What you will do: From the passage on nanoparticle conjugates, quote the stretch from "The nanoparticles are formulated" through "to be detected.".

Passage to read:
--------------------------------------------------

In the preparations of nanoparticles, low-viscosity aqueous colloidal solutions or suspensions of metal oxides containing stabilized particles in the nanometer range are involved. The solutions of nanoparticles do not contain any substantial aggregates, so that requirements of international pharmacopoeia on parenteralia with respect to the particle size are met .

The solutions or suspensions are colored reddishbrown to black, which is attributable to the intensive colors of crystals containing iron. The pronounced inherent colors can be used for visual detection, e.g., as a marker substance in surgical medicine. For detection with the MR technique, the nanoparticles are superparamagnetic or contain superparamagnetic portions. The particles physically show very high saturated magnetizations, which are achieved even in the case of low applied field strengths and, after turning off an external magnet, exhibit no more residual magnetization, they show no remanence.

The nanoparticles are formulated as solutions (suspensions) and can be administered without further preparation. Since the solutions of the nanoparticles are compatible with usual medicinal solvents, such as physiological sodium chloride solution, electrolyte solutions or sugar solutions, the particles can be" diluted at will and are also infused, e.g., for special applications. This invention further relates to a process for detecting target structures. In this case, one or more of the above-described compounds are brought together with the samples to be examined in vivo or in vitro. In this case, the oligonucleotide bonds specifically and with high bonding affinity to the target structure to be detected.

If the target structure is present in the sample, it can be detected there based on the signal. The process is especially suitable for a noninvasive diagnosis of diseases. In this case, one or more of the above- described compounds, preferably labeled with radioisotopes, are administered in vivo. Based on the signal, it can be detected whether the target structure, on which the oligonucleotide bonds specifically and with high affinity, is present in the organism to be examined.

The conjugates and agents according to the invention meet the varied requirements, which are to be imposed on a diagnostic agent. They are distinguished especially by a high specificity or affinity relative to the target structures in question. Relative to known oligonucleotide conjugates, the conjugates according to the invention exhibit an especially high in vivo stability. This was achieved by a substitution of the 2'-hydroxy group. Surprisingly, the specificity of the oligonucleotide is significantly impaired neither by this modification, nor by the coupling with the ferrite. Other advantages are the controllable pharmacokinetics as well as the low dosage that is advantageous with respect to the compatibility.

Depending on the properties of the oligonucleotide components, many areas of use arise for special indications such as the MR-lymphography after intravenous or local interstitial administration, the tumor visualization, the visualization of functions or disturbed functions, the plaque visualization (atherosclerotic imaging), the visualization of clots and vessel occlusions, MR angiography, perfusion tests, the visualization of infarctions, the visualization of endothelial impairments, receptor imaging, the visualization of the integrity of the blood-brain barrier, etc. and for the differential diagnosis, especially for distinguishing tumors/metastases and hyperplastic tissue.

--------------------------------------------------

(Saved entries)
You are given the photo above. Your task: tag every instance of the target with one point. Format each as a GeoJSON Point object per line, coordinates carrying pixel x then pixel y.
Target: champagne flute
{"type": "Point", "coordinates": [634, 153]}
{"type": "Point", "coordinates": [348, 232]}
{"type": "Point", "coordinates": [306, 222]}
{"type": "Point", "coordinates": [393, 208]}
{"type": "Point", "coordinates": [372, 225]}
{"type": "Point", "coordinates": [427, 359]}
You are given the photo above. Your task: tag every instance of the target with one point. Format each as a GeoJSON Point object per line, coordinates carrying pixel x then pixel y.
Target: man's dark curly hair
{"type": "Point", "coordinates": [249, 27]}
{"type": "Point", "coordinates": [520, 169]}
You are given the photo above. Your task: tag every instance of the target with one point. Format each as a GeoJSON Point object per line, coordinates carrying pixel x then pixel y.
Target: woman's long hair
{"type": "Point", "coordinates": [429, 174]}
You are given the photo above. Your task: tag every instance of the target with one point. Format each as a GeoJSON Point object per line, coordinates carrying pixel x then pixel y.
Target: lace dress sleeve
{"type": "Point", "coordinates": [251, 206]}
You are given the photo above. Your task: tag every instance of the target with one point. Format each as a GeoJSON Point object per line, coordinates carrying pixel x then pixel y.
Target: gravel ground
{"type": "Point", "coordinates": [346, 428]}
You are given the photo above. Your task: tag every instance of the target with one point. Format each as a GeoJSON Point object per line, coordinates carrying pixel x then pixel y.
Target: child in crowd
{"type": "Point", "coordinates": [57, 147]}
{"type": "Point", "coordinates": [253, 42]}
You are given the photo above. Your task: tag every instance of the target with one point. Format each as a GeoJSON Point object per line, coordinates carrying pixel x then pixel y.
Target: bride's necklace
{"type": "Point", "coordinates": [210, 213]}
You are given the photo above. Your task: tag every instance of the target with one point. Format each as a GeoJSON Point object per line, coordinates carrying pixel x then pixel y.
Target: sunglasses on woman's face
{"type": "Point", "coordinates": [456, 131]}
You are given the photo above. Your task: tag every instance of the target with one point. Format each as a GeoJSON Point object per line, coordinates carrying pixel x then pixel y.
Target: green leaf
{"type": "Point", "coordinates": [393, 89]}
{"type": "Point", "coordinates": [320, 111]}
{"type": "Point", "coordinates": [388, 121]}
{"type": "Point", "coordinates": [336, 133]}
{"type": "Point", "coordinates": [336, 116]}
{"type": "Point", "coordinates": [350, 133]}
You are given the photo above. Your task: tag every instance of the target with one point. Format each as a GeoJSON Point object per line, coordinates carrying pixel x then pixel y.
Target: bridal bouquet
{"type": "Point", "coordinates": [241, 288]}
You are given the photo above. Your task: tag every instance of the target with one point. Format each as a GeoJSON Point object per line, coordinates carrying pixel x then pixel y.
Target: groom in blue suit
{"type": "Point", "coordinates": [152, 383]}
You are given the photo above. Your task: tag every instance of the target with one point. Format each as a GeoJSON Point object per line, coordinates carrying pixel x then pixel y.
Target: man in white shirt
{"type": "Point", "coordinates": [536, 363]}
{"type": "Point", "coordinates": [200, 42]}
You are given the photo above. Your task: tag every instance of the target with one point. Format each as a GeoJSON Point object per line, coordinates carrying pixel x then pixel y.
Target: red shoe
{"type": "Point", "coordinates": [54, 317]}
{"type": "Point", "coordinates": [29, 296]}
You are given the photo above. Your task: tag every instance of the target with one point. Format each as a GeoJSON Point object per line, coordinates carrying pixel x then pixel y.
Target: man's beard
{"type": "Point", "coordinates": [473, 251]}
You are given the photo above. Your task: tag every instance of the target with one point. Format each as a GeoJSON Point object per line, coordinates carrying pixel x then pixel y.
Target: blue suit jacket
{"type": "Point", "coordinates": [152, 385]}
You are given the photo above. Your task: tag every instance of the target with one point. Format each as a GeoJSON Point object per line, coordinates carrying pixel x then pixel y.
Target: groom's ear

--------------------------------------------------

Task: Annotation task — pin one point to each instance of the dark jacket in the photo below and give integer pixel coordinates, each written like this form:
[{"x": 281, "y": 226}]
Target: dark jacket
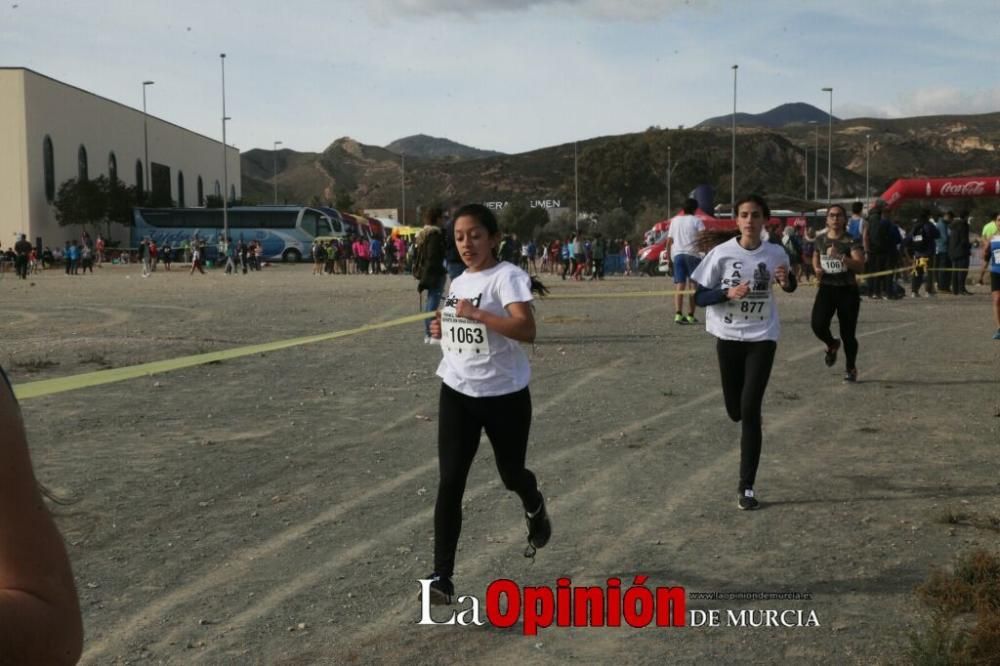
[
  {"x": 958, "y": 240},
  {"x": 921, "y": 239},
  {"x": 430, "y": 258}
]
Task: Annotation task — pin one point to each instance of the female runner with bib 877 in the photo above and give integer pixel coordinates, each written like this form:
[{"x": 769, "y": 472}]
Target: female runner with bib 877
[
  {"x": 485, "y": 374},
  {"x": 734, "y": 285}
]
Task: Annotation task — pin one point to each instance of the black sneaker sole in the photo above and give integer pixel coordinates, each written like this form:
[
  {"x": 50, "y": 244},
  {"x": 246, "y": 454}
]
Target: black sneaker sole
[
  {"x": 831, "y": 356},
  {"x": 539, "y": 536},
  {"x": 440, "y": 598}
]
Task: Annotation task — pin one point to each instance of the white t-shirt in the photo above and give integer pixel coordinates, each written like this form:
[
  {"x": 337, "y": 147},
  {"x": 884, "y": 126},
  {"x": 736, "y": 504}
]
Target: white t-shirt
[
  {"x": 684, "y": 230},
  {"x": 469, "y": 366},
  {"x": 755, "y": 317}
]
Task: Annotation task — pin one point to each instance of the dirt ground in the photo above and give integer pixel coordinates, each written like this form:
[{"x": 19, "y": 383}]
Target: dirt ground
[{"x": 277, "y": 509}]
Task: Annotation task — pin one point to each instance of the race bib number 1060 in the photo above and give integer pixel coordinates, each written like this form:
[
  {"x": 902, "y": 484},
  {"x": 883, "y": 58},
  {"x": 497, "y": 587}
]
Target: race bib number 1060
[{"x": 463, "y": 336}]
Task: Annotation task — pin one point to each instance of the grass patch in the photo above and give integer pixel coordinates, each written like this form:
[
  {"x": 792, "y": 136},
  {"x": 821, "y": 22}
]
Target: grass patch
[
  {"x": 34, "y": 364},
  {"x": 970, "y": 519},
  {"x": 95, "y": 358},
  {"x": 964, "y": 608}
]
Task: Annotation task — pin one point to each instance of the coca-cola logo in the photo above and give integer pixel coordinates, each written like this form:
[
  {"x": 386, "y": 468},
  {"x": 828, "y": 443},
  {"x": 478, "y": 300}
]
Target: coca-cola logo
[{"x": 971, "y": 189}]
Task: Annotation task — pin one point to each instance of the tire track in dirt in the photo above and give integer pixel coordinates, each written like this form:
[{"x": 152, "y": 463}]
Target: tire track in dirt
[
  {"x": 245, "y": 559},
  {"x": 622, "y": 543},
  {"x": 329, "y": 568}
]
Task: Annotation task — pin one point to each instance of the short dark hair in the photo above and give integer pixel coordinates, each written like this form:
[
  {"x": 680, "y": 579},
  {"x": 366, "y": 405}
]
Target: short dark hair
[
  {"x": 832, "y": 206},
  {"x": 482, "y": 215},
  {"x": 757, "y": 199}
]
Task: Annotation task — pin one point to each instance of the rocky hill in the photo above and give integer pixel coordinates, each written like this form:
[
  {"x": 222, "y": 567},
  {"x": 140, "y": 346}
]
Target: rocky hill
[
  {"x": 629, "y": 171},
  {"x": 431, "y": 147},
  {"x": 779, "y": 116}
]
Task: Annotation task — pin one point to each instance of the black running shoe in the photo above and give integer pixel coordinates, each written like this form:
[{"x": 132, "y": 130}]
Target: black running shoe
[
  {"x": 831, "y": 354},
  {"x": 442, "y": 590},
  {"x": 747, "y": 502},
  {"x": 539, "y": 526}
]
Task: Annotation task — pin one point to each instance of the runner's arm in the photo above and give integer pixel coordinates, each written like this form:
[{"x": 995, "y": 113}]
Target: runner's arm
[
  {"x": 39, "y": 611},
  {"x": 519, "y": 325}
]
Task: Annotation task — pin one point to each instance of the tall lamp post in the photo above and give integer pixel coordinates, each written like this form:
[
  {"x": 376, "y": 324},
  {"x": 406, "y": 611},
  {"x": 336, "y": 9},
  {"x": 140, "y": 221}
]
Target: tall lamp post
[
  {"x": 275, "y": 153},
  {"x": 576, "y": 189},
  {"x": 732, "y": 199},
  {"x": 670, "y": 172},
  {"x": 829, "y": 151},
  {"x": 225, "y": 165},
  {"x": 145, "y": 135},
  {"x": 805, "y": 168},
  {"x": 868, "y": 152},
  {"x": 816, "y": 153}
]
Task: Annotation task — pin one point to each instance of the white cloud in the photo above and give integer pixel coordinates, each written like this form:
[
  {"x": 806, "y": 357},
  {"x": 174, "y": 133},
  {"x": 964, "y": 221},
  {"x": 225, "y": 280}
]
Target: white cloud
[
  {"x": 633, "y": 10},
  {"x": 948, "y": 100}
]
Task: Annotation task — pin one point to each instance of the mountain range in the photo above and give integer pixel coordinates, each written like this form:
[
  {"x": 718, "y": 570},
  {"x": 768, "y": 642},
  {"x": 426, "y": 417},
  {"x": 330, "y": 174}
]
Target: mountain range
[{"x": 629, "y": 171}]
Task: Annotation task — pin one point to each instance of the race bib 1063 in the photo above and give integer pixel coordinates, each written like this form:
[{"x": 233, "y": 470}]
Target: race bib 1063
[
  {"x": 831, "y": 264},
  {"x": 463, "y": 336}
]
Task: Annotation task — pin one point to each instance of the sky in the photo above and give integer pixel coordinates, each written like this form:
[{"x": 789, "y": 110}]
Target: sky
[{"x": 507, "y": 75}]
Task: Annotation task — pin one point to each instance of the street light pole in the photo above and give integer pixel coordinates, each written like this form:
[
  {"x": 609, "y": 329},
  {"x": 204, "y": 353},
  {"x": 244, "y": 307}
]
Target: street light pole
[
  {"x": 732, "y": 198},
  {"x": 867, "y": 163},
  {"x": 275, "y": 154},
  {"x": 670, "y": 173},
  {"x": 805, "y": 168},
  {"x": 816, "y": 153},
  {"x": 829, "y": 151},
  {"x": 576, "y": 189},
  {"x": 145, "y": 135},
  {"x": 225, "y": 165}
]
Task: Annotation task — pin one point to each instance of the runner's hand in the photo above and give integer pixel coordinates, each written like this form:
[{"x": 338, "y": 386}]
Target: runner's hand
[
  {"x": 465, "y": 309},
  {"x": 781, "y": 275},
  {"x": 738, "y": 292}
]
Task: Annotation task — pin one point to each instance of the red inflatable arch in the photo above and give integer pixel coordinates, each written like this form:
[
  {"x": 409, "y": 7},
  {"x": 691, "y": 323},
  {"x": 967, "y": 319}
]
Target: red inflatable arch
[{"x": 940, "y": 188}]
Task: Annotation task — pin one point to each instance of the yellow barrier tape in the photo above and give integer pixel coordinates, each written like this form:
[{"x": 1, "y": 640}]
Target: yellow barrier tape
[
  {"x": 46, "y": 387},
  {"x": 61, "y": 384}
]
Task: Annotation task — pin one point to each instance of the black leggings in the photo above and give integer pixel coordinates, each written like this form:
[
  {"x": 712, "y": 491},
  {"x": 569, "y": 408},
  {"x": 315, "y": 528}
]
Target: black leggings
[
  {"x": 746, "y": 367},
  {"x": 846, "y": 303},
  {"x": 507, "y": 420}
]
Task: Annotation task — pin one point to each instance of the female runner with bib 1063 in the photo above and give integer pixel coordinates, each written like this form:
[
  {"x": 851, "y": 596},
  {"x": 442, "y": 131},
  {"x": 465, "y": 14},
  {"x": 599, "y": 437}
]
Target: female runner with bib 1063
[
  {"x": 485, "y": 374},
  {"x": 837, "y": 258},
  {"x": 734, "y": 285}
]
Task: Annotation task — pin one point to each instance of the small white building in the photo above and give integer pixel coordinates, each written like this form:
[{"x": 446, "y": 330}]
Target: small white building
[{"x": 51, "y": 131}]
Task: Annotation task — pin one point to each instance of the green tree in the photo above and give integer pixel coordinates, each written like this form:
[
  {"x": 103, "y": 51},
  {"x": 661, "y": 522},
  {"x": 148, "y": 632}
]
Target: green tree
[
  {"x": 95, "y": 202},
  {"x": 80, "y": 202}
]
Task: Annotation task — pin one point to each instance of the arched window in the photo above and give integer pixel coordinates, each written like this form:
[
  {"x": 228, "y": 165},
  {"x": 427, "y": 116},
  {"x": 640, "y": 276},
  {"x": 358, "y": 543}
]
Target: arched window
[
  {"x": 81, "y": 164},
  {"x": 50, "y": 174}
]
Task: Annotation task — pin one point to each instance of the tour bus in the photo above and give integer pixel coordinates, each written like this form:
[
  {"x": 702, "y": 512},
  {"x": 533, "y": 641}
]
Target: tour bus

--------------------------------------------------

Answer area:
The nanoparticles are formulated as solutions (suspensions) and can be administered without further preparation. Since the solutions of the nanoparticles are compatible with usual medicinal solvents, such as physiological sodium chloride solution, electrolyte solutions or sugar solutions, the particles can be" diluted at will and are also infused, e.g., for special applications. This invention further relates to a process for detecting target structures. In this case, one or more of the above-described compounds are brought together with the samples to be examined in vivo or in vitro. In this case, the oligonucleotide bonds specifically and with high bonding affinity to the target structure to be detected.